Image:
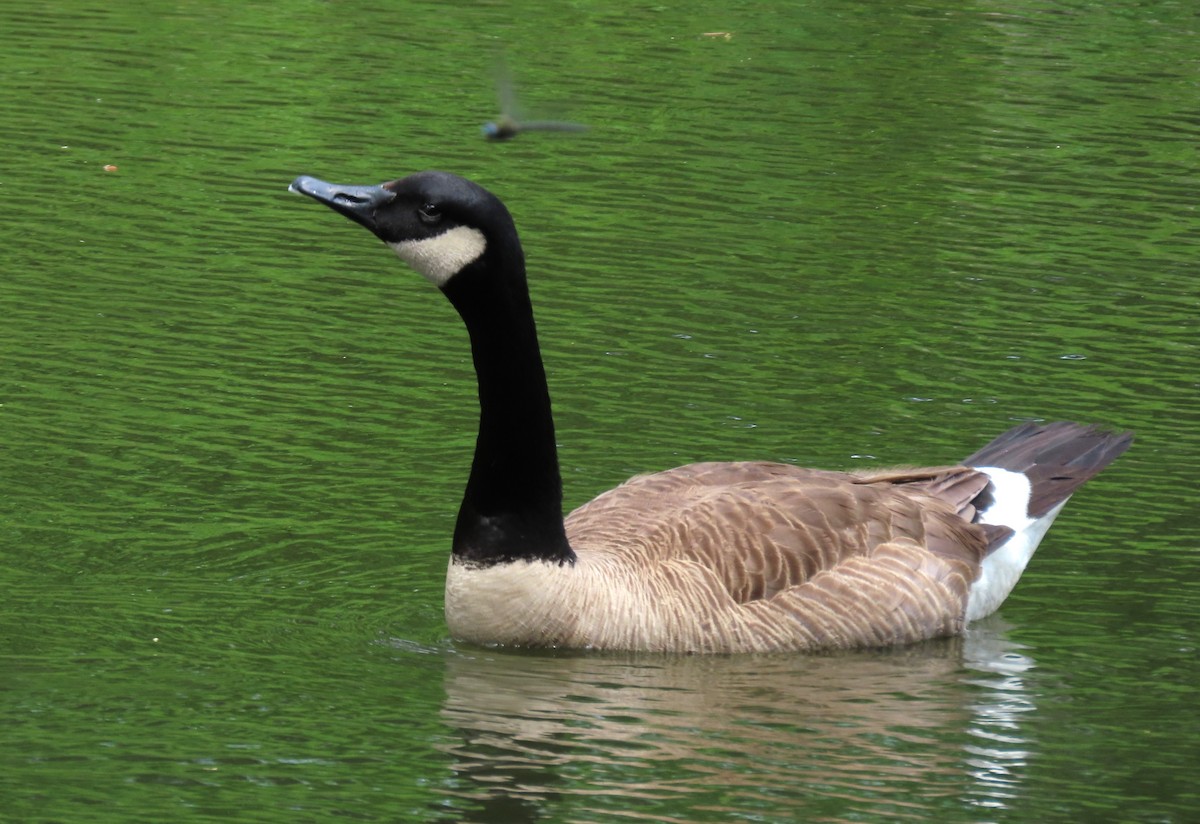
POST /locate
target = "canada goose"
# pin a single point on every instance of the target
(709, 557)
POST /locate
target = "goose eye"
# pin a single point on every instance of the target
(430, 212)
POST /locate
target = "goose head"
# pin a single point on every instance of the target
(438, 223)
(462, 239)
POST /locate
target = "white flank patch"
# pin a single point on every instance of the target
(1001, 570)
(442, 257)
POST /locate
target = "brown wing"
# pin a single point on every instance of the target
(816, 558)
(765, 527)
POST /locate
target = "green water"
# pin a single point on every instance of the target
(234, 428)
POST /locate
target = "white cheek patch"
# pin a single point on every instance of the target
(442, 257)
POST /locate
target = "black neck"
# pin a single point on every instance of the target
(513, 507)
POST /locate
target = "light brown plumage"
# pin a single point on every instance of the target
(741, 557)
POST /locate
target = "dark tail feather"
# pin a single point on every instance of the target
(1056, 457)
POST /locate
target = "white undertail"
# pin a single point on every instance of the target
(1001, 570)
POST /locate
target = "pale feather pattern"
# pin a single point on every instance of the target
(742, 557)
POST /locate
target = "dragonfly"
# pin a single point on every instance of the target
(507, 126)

## WORK TO COMPLETE
If a line in the data above holds the word "feather", count it, and give only the final number.

## OUTPUT OF THE EXERCISE
2